■ **How to complete this task**
In the BIT text below, in what year was the BIT Press established?

■ **Text shown**
BIT has 16 national key disciplines and 25 ministry-level key disciplines. BIT offers bachelor's degrees in 60 majors, Master's degrees in 144 majors and Doctorate degrees in 62 majors. It also has 17 post-doctorate stations.

==Research==
BIT's research strength lies in electrical engineering, information engineering, automation, photonics, mechanical Engineering, vehicle engineering, aerospace engineering and chemical engineering. Emerging research areas developed in recent years include Computer Science, Industrial Design and Higher education research.

BIT has five national key laboratories (research centers), six national defense key laboratories (research centers), two MOST key laboratories (research centers) and four Beijing municipal key laboratories (research centers). It also has a national key science park. The annual research expenditure in 2004 was more than 620 million RMB.

BIT is one of the Seven Sons of National Defence.

==Rankings==

BIT is ranked among the top 20 universities in China and top 300 in the world. In recent national level evaluations BIT was among the first 15 universities to be designated into the "Project 211". It is also the tenth university to be designated into the prestigious "Project 985". Together with Tsinghua University, Peking University, Beihang University and University of Chinese Academy of Sciences, it is widely considered to be one of the top engineering universities in Beijing.

BIT is ranked 201-300th in the WURI Global Top 100 Innovative Universities Ranking of 2021.

According to the China Discipline Ranking conducted by a research center affiliated with the China Ministry of Education, BIT ranks among top 10 nationally in the following ten disciplines:
- Information Engineering: ranked fifth.
- Optical Engineering: ranked fifth.
- Aerospace Science and Engineering: ranked fifth.
- Mechanical Engineering: ranked seventh.
- Metallurgical Engineering: ranked seventh.
- Transportation and Traffic Engineering: ranked ninth.
- Instrument Sciences and Technology: ranked tenth.
- Automation Science and Engineering: ranked tenth.
- Chemical Engineering: ranked tenth.
Note: According to the ranking's classification of academic disciplines, BIT was evaluated in about 20 disciplines.

==Library==
Renovation of the main library was completed in 2006. The state-of-the-art building has an area of 25,509 square meters and is covered by a wireless network. It has a collection of more than 3 million items, including 1.13 million electronic items.

==Press==
The BIT Press was established in 1985 and has published more than 3,000 books.

== Sport ==

BIT football team is widely considered one of the best in Chinese college soccer. The team won 11 national championships since the formation of Chinese University Football League in 2000. The BIT team also represented Chinese football at the 2003 Summer Universiade Games and the 2005 Summer Universiade Games. BIT football team is also the only university team that has been promoted to the professional Chinese Football Association Jia League.

■ **Dataset entries**
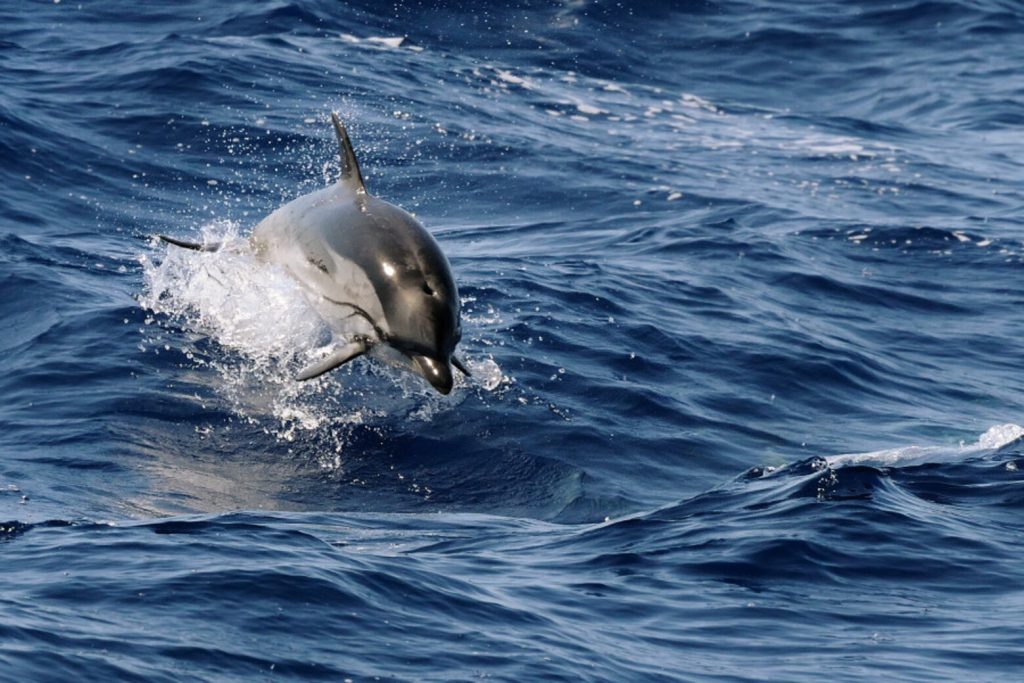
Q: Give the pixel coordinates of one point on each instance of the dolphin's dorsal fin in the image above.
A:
(349, 167)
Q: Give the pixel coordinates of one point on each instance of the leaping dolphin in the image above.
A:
(374, 273)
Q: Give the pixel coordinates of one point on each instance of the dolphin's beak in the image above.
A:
(438, 373)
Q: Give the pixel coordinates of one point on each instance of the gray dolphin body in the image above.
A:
(373, 271)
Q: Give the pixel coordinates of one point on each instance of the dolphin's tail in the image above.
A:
(212, 246)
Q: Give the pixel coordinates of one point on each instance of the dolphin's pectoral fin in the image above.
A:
(339, 356)
(461, 366)
(213, 246)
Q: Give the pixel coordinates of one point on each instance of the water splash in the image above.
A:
(266, 329)
(994, 438)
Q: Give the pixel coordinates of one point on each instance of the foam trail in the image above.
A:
(996, 437)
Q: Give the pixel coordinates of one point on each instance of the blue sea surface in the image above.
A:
(742, 288)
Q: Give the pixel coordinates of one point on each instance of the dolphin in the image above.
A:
(373, 272)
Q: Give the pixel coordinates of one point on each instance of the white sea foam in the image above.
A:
(996, 437)
(266, 330)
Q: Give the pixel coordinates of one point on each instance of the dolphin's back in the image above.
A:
(352, 248)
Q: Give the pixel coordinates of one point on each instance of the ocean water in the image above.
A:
(742, 288)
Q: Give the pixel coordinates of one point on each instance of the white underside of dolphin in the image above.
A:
(372, 271)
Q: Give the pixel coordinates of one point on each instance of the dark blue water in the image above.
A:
(704, 250)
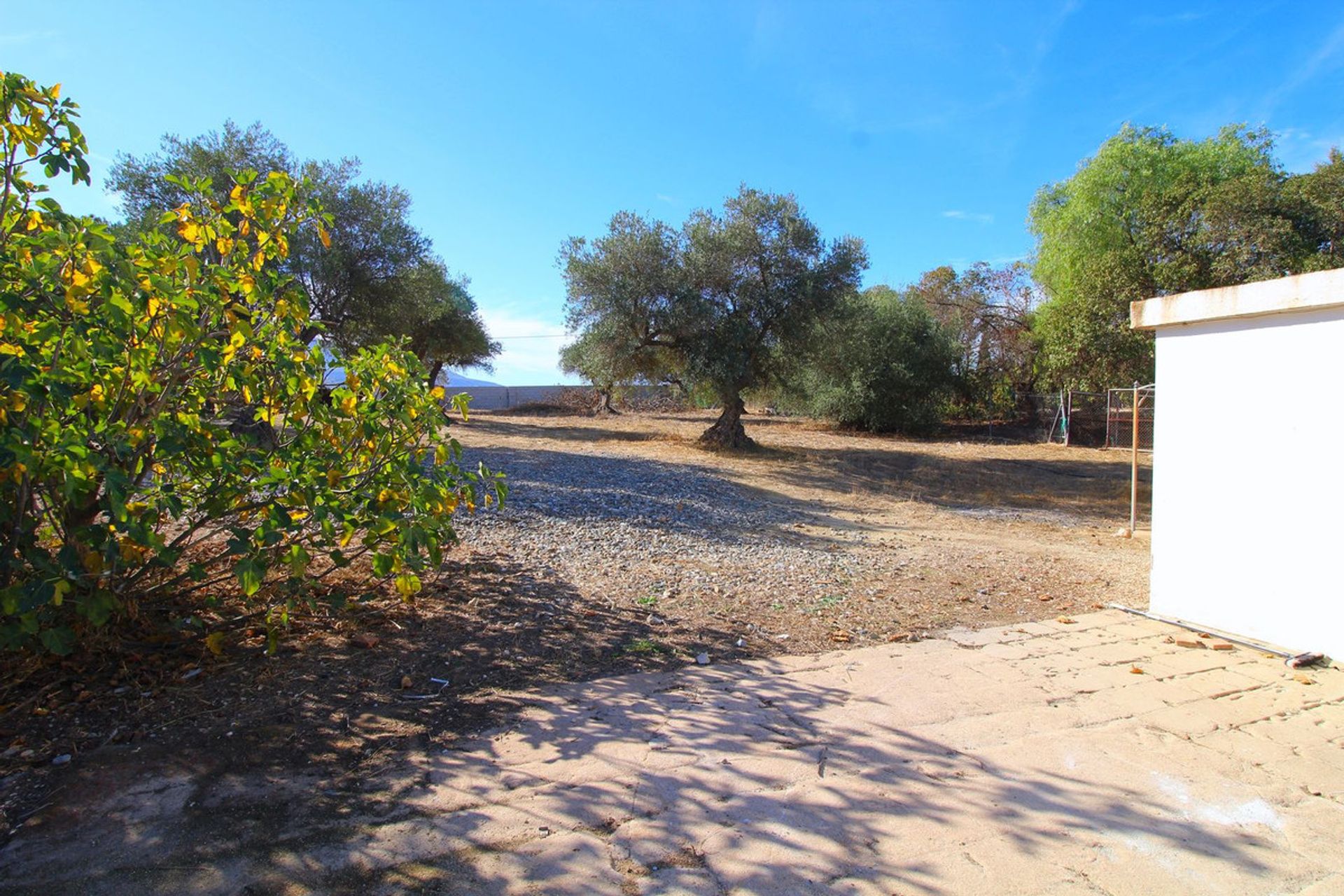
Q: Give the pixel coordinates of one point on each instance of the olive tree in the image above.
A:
(723, 298)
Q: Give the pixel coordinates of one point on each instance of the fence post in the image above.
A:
(1066, 403)
(1133, 470)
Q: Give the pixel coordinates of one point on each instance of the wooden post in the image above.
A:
(1133, 472)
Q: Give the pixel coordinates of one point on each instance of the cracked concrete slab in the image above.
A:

■ **Solution below**
1985